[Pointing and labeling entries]
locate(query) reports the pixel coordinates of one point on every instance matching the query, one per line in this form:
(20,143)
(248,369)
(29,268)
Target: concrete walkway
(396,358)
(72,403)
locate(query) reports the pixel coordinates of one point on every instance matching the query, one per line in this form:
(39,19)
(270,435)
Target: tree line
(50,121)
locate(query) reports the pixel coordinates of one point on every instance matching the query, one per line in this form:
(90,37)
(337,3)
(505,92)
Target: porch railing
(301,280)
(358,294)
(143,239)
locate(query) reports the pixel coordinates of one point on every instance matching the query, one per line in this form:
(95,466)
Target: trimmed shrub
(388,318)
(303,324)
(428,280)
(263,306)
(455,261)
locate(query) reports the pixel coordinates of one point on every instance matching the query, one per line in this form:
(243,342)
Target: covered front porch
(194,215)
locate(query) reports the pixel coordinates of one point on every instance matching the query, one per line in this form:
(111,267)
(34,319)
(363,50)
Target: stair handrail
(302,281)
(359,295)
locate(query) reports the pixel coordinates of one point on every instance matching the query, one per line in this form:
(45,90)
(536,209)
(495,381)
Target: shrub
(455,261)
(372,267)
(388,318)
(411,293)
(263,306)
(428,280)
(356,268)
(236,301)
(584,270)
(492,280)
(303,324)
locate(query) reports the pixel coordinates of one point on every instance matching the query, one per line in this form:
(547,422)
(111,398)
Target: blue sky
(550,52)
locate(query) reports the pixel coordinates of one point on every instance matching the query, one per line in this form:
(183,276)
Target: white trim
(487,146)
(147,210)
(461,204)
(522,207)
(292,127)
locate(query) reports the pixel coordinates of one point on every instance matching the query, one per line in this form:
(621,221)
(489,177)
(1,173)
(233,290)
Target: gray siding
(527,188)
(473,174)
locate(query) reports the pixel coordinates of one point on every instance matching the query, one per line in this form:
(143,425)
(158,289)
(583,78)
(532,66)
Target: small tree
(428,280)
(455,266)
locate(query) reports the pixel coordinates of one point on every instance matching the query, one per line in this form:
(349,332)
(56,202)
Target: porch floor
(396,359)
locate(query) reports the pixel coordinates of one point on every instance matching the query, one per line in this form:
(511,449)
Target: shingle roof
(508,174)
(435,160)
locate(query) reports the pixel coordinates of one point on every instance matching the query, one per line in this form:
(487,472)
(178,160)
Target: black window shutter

▸ **Written problem**
Count the lines in the entries above that contain the word "porch". Reply with the number alone.

▸ **Final result**
3